Short problem A: Which annotations are applied to the EqualsAndHashCode declaration in the EqualsAndHashCode documentation below? List every one.
Short problem B: Can you carry the EqualsAndHashCode documentation below forward from its last sentence?

--- START OF Page text ---

Package groovy.transform

Annotation Type EqualsAndHashCode

@Documented
@Retention(RUNTIME)
@Target(TYPE)
public @interface EqualsAndHashCode

Class annotation used to assist in creating appropriate equals() and hashCode() methods.

It allows you to write classes in this shortened form:

 import groovy.transform.EqualsAndHashCode
 @EqualsAndHashCode
 class Person {
     String first, last
     int age
 }
 def p1 = new Person(first:'John', last:'Smith', age:21)
 def p2 = new Person(first:'John', last:'Smith', age:21)
 assert p1 == p2
 def map = [:]
 map[p1] = 45
 assert map[p2] == 45
 

The @EqualsAndHashCode annotation instructs the compiler to execute an AST transformation which adds the necessary equals and hashCode methods to the class.

The hashCode() method is calculated using Groovy's HashCodeHelper class which implements an algorithm similar to the one outlined in the book Effective Java.

--- END OF Page text ---
--- START OF Stored data ---

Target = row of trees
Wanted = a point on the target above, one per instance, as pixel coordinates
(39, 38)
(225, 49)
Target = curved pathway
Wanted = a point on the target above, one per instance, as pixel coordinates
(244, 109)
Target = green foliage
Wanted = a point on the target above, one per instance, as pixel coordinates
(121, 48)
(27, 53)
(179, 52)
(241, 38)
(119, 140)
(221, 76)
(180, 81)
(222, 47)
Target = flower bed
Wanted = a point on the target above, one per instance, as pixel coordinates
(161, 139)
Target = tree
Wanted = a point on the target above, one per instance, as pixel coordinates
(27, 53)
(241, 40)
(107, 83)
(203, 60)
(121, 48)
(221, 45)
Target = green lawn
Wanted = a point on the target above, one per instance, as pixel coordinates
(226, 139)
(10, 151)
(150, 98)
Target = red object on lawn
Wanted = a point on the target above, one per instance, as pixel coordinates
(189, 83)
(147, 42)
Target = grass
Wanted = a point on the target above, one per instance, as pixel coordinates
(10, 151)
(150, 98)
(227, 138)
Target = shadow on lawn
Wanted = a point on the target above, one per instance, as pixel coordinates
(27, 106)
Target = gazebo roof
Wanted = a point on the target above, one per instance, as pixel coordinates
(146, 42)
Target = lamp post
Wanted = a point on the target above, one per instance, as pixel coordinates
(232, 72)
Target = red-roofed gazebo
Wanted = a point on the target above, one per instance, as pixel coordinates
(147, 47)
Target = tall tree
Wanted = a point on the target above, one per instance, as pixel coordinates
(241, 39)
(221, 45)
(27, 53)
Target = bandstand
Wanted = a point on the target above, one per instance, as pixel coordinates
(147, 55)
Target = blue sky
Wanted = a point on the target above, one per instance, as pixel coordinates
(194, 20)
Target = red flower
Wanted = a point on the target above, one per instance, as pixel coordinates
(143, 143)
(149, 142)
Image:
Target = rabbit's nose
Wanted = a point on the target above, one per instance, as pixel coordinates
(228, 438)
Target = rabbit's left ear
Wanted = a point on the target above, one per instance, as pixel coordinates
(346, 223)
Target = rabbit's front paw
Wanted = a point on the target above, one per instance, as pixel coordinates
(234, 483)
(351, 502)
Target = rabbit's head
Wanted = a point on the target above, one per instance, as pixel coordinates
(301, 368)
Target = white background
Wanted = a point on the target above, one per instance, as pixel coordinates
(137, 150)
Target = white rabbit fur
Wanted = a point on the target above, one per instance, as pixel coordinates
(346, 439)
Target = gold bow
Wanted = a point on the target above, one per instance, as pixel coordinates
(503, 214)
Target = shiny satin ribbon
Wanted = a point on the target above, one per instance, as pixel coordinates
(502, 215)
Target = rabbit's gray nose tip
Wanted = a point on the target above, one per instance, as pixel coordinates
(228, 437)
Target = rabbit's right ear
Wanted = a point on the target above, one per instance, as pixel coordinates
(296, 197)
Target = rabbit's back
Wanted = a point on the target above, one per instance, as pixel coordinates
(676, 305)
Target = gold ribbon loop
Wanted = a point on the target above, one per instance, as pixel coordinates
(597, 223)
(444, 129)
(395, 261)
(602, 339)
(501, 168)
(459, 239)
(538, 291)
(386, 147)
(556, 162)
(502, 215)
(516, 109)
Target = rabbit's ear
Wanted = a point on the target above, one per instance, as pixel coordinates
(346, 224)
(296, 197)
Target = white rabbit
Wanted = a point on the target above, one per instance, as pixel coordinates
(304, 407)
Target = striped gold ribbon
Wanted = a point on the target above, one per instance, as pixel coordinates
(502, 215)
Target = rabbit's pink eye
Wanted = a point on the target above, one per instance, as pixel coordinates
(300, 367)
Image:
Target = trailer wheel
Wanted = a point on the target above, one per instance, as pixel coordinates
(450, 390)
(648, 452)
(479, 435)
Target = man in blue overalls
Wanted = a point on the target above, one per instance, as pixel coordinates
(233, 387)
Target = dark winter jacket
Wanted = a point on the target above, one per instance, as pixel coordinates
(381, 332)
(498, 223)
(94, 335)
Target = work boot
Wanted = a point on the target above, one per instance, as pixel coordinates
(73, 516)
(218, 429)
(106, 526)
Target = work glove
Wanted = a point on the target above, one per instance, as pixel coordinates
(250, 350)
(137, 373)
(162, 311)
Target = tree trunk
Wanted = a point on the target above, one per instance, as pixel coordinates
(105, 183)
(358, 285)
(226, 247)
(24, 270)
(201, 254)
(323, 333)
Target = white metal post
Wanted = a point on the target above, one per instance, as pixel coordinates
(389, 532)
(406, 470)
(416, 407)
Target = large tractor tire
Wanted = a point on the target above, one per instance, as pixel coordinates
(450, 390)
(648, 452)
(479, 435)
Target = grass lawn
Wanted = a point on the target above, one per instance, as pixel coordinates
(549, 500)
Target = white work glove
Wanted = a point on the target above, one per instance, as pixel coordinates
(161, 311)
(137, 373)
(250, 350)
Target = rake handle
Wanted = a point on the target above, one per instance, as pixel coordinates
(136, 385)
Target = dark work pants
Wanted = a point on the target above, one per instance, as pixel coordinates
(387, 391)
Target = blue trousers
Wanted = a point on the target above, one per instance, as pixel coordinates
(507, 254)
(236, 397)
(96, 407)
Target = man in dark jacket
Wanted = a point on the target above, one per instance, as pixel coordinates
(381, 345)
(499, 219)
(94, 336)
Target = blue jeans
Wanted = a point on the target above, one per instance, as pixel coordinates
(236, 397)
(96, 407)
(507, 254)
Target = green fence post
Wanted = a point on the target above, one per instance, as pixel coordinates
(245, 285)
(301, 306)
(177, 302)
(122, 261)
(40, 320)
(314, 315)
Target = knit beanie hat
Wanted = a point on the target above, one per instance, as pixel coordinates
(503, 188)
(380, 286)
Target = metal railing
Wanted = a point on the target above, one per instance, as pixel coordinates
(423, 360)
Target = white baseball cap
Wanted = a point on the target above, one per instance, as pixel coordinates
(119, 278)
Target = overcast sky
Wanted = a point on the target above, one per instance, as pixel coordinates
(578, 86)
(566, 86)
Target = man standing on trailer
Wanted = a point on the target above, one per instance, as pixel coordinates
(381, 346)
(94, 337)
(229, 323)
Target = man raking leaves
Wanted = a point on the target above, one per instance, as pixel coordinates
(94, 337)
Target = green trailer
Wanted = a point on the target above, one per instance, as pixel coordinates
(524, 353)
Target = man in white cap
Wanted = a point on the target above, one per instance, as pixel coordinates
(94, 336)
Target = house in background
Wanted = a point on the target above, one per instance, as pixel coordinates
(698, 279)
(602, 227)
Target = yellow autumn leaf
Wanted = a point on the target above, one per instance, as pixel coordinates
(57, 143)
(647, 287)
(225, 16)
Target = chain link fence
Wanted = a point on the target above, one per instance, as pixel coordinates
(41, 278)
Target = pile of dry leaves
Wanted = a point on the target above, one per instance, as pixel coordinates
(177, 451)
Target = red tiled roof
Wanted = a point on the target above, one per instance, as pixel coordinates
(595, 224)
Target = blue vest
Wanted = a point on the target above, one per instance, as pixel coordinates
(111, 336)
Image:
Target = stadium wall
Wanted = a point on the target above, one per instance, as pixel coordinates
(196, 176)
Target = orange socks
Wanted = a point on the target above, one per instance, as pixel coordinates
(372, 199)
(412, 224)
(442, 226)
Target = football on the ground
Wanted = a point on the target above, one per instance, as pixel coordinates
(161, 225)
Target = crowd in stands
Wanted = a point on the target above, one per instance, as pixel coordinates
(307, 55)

--- END OF Stored data ---

Task output A: @Documented, @Retention(RUNTIME), @Target(TYPE)

Task output B:
The equals() method compares the values of the individual properties (and optionally fields) of the class. It can also optionally call equals on the super class. Two different equals method implementations are supported both of which support the equals contract outlined in the javadoc for java.lang.Object

To illustrate the 'canEqual' implementation style (see http://www.artima.com/lejava/articles/equality.html for further details), consider this class:

 @EqualsAndHashCode
 class IntPair {
     int x, y
 }
 

The generated equals and canEqual methods will be something like below:

 public boolean equals(java.lang.Object other)
     if (other == null) return false
     if (this.is(other)) return true
     if (!(other instanceof IntPair)) return false
     if (!other.canEqual(this)) return false
     if (x != other.x) return false
     if (y != other.y) return false
     return true
 }

 public boolean canEqual(java.lang.Object other) {
     return other instanceof IntPair
 }
 

If no further options are specified, this is the default style for @Canonical and @EqualsAndHashCode annotated classes. The advantage of this style is that it allows inheritance to be used in limited cases where its purpose is for overriding implementation details rather than creating a derived type with different behavior. This is useful when using JPA Proxies for example or as shown in the following examples:

 import groovy.transform.*
 @Canonical class IntPair { int x, y }
 def p1 = new IntPair(1, 2)

 // overridden getter but deemed an IntPair as far as domain is concerned
 def p2 = new IntPair(1, 1) { int getY() { 2 } }

 // additional helper method added through inheritance but
 // deemed an IntPair as far as our domain is concerned
 @InheritConstructors class IntPairWithSum extends IntPair {
     def sum() { x + y }
 }

 def p3 = new IntPairWithSum(1, 2)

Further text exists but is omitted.